## start
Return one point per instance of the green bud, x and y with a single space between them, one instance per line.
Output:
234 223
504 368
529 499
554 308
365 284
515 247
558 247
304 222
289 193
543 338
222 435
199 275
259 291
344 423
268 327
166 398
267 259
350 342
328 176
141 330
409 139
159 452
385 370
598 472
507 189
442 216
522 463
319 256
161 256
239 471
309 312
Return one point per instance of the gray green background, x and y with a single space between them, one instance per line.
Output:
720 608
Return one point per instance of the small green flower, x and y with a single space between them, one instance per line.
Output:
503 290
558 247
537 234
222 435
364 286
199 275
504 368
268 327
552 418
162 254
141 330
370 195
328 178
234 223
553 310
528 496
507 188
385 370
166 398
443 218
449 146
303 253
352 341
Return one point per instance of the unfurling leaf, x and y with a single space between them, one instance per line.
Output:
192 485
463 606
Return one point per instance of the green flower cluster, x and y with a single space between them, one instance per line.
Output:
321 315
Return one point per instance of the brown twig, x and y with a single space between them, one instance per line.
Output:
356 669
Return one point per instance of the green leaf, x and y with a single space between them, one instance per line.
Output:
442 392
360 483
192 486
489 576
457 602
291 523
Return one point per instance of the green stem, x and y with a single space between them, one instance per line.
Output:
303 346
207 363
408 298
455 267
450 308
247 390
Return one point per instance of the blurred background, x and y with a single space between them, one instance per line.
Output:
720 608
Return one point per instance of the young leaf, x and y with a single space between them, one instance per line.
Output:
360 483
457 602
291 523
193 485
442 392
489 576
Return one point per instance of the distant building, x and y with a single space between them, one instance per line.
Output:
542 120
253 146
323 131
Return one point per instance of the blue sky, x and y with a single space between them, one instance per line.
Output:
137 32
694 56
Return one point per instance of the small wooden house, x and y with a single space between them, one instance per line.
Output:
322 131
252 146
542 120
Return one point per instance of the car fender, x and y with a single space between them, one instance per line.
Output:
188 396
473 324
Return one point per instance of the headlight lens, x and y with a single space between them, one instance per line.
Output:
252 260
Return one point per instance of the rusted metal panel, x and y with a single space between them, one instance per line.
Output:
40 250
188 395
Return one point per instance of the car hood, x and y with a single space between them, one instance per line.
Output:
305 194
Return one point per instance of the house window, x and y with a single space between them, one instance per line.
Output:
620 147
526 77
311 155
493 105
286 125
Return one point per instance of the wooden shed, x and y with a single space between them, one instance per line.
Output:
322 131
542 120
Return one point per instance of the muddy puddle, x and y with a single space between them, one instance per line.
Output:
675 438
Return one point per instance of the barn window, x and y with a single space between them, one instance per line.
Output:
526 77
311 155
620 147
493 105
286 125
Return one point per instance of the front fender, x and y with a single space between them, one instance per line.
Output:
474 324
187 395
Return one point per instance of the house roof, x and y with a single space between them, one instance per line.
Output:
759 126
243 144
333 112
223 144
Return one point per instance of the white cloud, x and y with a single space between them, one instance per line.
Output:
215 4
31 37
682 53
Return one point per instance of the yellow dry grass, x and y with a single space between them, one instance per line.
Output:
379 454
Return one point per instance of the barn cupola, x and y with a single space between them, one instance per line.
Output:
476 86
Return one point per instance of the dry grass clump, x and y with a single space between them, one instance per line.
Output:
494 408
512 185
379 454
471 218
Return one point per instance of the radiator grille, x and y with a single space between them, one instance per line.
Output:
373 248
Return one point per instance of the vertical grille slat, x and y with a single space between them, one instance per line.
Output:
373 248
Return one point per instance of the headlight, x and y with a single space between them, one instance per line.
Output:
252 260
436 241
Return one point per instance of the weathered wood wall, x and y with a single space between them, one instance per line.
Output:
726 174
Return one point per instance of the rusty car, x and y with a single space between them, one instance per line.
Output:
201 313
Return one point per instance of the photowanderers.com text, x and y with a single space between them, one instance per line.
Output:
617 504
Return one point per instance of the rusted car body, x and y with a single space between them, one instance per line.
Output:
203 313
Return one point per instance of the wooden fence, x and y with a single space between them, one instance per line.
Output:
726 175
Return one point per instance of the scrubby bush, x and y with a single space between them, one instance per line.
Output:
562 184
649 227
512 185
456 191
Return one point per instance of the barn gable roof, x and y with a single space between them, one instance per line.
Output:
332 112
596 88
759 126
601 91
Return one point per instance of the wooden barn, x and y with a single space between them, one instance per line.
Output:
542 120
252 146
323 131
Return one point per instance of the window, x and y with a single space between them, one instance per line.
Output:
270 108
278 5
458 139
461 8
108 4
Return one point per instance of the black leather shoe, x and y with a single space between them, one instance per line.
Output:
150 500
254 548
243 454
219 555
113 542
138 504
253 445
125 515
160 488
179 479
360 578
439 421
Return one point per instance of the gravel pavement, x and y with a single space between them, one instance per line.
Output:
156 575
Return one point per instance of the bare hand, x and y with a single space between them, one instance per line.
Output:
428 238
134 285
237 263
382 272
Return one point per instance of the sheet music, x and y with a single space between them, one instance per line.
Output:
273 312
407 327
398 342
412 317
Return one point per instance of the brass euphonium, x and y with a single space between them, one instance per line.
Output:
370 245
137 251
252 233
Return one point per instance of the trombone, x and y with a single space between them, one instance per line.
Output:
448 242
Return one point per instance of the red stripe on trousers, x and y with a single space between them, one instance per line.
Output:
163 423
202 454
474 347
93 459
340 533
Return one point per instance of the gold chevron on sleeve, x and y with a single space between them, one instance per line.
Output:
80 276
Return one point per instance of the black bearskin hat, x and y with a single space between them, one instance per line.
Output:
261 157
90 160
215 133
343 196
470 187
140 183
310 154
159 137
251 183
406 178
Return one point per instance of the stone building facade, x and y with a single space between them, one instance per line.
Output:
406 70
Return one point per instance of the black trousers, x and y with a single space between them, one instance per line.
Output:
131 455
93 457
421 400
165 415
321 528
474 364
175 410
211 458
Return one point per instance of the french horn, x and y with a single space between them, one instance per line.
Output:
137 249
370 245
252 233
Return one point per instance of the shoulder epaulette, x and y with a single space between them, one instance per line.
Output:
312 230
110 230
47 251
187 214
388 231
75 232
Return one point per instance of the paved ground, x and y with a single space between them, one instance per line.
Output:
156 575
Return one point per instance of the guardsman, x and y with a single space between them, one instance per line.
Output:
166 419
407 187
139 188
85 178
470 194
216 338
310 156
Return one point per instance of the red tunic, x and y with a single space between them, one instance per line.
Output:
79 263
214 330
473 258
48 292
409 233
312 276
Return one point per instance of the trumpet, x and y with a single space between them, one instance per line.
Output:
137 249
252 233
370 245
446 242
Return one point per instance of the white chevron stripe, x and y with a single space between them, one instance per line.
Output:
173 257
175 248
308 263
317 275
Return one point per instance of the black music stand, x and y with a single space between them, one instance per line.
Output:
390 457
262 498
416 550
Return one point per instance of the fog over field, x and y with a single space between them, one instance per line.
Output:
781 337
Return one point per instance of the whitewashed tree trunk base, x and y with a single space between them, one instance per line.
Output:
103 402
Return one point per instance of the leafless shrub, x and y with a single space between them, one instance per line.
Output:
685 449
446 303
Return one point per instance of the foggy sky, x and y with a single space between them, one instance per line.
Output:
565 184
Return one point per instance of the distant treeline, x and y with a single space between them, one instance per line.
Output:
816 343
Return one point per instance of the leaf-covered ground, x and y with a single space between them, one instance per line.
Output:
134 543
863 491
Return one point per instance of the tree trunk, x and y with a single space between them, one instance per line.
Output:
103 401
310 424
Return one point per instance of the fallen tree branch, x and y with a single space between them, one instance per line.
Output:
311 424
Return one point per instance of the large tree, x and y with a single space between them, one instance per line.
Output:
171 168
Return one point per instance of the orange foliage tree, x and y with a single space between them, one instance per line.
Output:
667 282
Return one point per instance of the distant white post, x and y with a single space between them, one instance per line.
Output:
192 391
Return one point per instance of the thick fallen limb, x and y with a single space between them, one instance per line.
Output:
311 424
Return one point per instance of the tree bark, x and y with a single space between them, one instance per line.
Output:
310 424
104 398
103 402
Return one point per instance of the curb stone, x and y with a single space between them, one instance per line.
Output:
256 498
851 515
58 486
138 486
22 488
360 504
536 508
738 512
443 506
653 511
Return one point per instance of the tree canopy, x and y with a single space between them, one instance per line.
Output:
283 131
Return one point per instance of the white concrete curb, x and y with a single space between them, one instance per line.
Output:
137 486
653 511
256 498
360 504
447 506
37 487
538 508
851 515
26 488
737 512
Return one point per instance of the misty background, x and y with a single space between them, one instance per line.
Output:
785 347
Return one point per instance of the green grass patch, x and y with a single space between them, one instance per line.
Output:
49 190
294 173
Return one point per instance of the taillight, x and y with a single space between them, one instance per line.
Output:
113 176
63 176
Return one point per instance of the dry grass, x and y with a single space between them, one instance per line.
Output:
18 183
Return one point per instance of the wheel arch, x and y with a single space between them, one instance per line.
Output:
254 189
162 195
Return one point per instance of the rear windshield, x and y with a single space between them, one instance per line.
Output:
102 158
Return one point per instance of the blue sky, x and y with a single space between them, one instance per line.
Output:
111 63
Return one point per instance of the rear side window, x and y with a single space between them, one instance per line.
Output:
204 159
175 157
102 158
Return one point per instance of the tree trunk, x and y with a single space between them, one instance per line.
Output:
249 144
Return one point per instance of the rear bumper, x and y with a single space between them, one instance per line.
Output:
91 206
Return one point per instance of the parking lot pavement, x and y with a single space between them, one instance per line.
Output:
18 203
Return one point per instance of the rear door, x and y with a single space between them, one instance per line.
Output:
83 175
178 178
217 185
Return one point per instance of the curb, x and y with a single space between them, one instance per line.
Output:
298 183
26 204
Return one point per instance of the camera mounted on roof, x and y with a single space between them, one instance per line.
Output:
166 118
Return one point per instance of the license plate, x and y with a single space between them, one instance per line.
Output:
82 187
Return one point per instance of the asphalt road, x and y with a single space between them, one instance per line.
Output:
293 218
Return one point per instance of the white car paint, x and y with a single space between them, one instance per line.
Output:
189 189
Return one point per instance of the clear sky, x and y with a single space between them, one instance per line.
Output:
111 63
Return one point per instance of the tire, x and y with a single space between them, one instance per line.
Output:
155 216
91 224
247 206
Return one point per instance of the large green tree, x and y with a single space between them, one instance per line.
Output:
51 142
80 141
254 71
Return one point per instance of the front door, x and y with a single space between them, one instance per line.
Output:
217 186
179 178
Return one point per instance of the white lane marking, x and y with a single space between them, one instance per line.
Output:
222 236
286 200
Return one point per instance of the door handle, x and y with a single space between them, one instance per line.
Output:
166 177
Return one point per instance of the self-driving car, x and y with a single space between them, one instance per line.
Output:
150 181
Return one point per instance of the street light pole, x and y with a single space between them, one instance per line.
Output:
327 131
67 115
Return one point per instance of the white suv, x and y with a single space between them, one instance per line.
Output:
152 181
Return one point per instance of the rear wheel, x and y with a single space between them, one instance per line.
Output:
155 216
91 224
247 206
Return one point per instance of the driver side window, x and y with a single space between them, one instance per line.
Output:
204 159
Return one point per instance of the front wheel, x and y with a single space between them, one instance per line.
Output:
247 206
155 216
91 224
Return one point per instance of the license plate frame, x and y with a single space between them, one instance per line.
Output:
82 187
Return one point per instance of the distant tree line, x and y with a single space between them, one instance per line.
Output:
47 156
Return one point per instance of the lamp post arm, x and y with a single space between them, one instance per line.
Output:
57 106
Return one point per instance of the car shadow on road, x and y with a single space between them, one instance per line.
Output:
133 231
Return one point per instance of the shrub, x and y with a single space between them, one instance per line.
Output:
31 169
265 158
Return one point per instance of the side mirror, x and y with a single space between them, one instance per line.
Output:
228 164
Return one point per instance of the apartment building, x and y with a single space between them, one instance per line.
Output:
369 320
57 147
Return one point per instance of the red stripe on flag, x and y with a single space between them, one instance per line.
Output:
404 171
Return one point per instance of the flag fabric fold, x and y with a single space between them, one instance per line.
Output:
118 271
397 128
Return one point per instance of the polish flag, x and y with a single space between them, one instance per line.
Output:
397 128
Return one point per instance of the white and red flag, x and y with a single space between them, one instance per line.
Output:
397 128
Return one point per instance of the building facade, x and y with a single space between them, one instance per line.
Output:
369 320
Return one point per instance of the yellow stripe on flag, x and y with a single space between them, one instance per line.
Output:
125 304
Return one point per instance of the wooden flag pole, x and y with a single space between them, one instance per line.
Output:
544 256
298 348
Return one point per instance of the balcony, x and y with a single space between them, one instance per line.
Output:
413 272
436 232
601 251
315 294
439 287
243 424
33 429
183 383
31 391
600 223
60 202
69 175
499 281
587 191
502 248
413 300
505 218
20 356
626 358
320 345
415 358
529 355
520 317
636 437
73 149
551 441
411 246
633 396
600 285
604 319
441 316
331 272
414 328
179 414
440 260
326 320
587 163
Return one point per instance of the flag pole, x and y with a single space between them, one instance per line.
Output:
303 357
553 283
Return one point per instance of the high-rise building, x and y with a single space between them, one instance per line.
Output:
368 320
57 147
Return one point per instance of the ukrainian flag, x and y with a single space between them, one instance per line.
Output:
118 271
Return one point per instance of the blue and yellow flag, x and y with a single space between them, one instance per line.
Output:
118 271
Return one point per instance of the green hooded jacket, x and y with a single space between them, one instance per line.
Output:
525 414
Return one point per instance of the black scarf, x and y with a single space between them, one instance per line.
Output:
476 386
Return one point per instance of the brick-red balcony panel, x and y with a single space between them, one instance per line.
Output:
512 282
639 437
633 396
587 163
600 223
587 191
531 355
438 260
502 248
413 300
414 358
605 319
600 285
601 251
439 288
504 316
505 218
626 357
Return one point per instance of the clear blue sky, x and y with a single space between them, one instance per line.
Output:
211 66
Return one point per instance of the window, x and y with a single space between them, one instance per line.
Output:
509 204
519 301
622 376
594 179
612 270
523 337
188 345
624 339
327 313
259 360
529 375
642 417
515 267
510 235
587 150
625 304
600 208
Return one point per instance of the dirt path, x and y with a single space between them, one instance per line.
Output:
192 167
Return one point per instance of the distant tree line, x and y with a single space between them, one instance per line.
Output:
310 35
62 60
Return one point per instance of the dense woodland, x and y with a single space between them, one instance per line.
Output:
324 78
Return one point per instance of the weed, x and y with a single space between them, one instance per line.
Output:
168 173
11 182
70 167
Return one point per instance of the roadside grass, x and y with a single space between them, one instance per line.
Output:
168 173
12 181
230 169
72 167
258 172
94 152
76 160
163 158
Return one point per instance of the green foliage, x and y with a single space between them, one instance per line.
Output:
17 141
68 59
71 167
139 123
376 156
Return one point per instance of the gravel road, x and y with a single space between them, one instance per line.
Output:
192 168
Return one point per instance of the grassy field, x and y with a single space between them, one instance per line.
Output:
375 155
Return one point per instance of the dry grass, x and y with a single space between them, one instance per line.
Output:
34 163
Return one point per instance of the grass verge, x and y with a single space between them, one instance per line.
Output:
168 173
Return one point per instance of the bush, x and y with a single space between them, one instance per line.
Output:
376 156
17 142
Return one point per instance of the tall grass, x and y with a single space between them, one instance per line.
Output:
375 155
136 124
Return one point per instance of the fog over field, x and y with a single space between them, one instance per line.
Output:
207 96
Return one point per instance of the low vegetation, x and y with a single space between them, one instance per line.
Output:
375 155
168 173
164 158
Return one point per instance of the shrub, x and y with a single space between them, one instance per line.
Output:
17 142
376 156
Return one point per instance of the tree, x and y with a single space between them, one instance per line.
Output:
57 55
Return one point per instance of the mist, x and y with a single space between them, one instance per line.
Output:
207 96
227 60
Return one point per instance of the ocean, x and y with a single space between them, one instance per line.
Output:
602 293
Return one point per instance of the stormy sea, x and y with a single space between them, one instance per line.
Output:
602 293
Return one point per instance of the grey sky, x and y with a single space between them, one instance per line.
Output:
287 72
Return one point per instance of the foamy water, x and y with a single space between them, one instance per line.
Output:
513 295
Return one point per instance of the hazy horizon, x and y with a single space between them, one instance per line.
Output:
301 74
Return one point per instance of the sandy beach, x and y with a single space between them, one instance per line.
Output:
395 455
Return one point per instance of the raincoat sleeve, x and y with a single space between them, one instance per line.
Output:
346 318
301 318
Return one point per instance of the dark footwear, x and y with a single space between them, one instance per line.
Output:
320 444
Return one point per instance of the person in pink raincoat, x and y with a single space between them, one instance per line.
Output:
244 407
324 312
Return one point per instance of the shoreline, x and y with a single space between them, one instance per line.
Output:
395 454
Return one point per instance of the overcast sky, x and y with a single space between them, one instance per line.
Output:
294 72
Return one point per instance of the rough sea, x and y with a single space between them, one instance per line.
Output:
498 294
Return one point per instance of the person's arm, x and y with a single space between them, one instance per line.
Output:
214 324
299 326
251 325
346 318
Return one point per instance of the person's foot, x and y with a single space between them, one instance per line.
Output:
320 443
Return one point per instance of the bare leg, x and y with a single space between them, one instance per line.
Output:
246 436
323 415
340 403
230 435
## end
Recast the entries above, from the line containing "Return one point per instance of the person's arm, x" through the final line of the entries, both ends included, as a Markdown table with the columns Row and Line. Number each line in the Row column and omit any blank lines.

| Row | Line |
|---|---|
| 1 | Return one point per instance of the person's arm, x and y with a single space between them, one instance per line. |
| 2 | Output: |
| 3 | 214 324 |
| 4 | 299 326 |
| 5 | 251 325 |
| 6 | 346 318 |
| 7 | Return one point per instance of the person's foot, x and y with a single space between them, one instance per line. |
| 8 | Output: |
| 9 | 320 443 |
| 10 | Return one point per instance of the bare leg, x and y with a single space between them, one instance per line. |
| 11 | Output: |
| 12 | 246 436 |
| 13 | 323 415 |
| 14 | 340 403 |
| 15 | 230 435 |